PAGE TEXT:
--
Crystallizing the Mysteries of the Cell

SDSU biochemist Manal Swairjo sought out crystals for fun as a youngster, but now uses crystallography to better understand cells and improve medicine.

Thursday, November 12, 2015
Manal Swairjo is trying to figure out the inner workings of transfer RNA. (Photo: Jeneene Chatowsky)
Manal Swairjo is trying to figure out the inner workings of transfer RNA. (Photo: Jeneene Chatowsky)
“My personal motto is, if you can do physics, you can do anything.”

Growing up in the Hawally neighborhood of Kuwait City, Manal Swairjo was a bit of an outsider in two ways. She belonged to a refugee family that fled Gaza, Palestine, when she was a baby, and she, her parents and five siblings were sometimes treated like second-class citizens. But she was also an outsider in that she spent much of her childhood outdoors, exploring the Arabian Desert. Her parents were both science teachers, and her geologist father would show her how to dig up fossils and petrified wood, how to determine the hardness of rocks and minerals.

“In a way, I grew up without a country,” she said. “Instead, we had our education to count on.”

Giant excavators used to build new freeways out into the desert would unearth geodes big enough for the young Swairjo to sit inside. She fell in love with exploring the natural world and, above all, with crystals.

Today, Swairjo works on crystals of a much, much smaller nature. Earlier this year, she joined San Diego State University as an associate professor of biochemistry and brought with her a rich research program looking into the microscopic crystalline structure of a particular piece of cellular machinery called transfer RNA, or tRNA.

Following her stars

At Kuwait University, Swairjo double-majored in math and physics and at first wanted to study astrophysics. She was accepted into a program at Boston University and in 1989, she moved there to start her life in the United States.

“Cowboy movies and Star Trek were the extent of my exposure to American culture,” Swairjo said. “I was a huge Trekkie.”

So Boston came as a bit of a shock to her. She experienced snow for the first time in her life during her first Halloween there, and caught some light teasing for her excitement about it. But with the help of a close group of other international students, she soon found her place. It was also during this first year that she decided to give up astrophysics and pursue biophysics instead. Swairjo hadn’t studied biology since high school, but she relished the idea of challenging herself and doing work with more terrestrial impact.

“My personal motto is, if you can do physics, you can do anything,” she said.

Within biophysics, she gravitated toward crystallography, using X-rays to explore the atomic architecture of parts of the cell. Looking back, she sees how her childhood spent digging up geodes with her father shaped her career, but she never realized it at the time.

“My father had an immense influence on me, but I didn’t even realize that until after I had earned my Ph.D.,” she said.

Working with “nonsense”

After earning her doctorate, Swairjo worked as a staff scientist at The Scripps Research Institute in San Diego, then as an assistant professor at Western University of Health Sciences in Pomona, California. At the latter institution, she began researching tRNA, an adaptor molecule that links messenger RNA sequence with amino acid sequence during the creation of new proteins.
--
PROMPT A: Summarize the article about Manal Swairjo in two sentences.
PROMPT B: According to the article about Manal Swairjo, what two subjects did she double-major in at Kuwait University?
PROMPT C: Print the passage of the article about Manal Swairjo starting with "So Boston came" and going on through "more terrestrial impact.".

INFORMATION PROVIDED:
--
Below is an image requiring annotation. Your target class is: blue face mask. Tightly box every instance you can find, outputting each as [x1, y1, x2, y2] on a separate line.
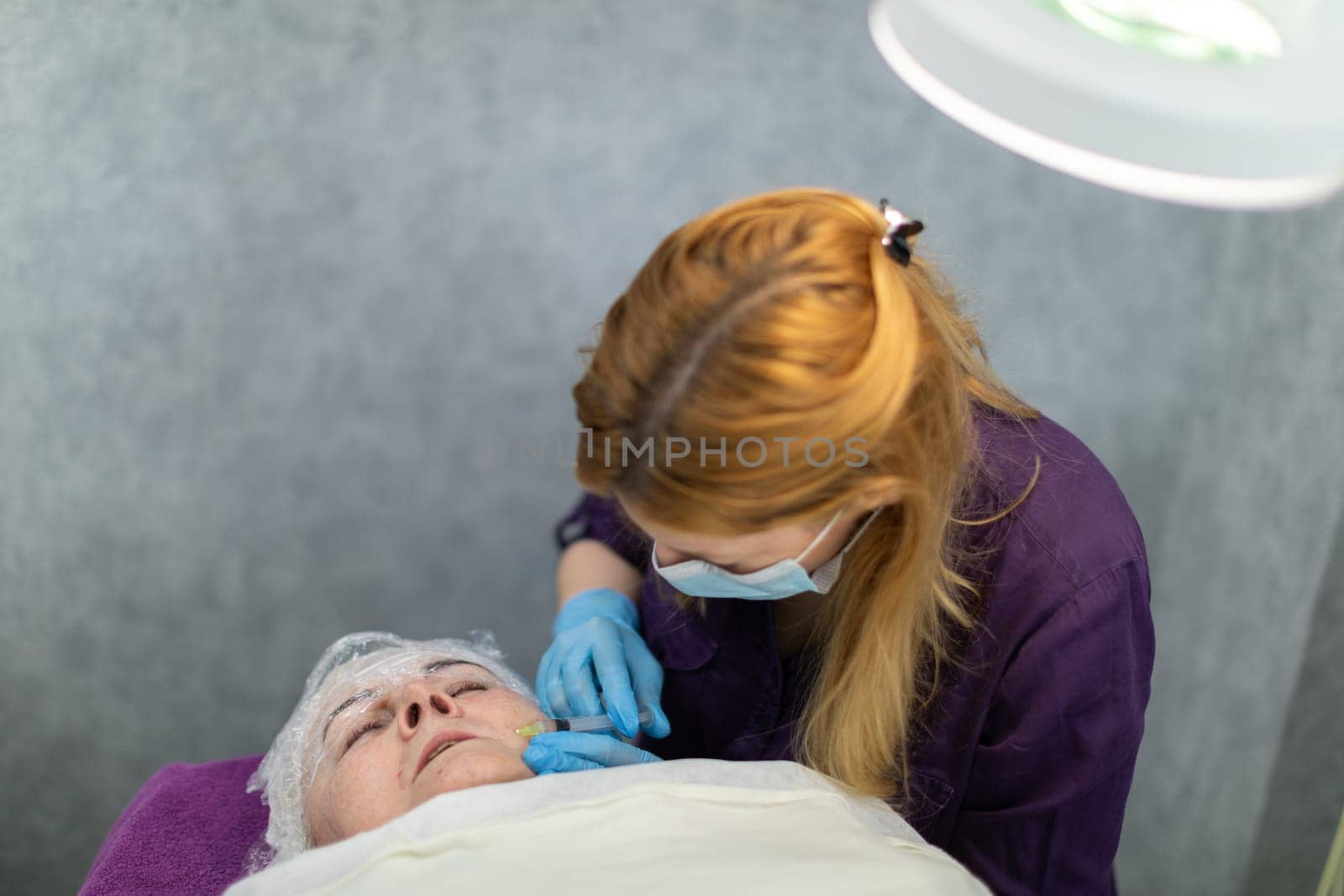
--
WRITTEN RESPONSE A: Manal Swairjo grew up in a refugee family in Kuwait City, where her geologist father taught her to explore the desert and she fell in love with crystals. After moving to Boston University in 1989 and switching from astrophysics to biophysics, she took up crystallography and now studies the crystalline structure of transfer RNA as an associate professor of biochemistry at San Diego State University.

WRITTEN RESPONSE B: She double-majored in math and physics.

WRITTEN RESPONSE C:
So Boston came as a bit of a shock to her. She experienced snow for the first time in her life during her first Halloween there, and caught some light teasing for her excitement about it. But with the help of a close group of other international students, she soon found her place. It was also during this first year that she decided to give up astrophysics and pursue biophysics instead. Swairjo hadn’t studied biology since high school, but she relished the idea of challenging herself and doing work with more terrestrial impact.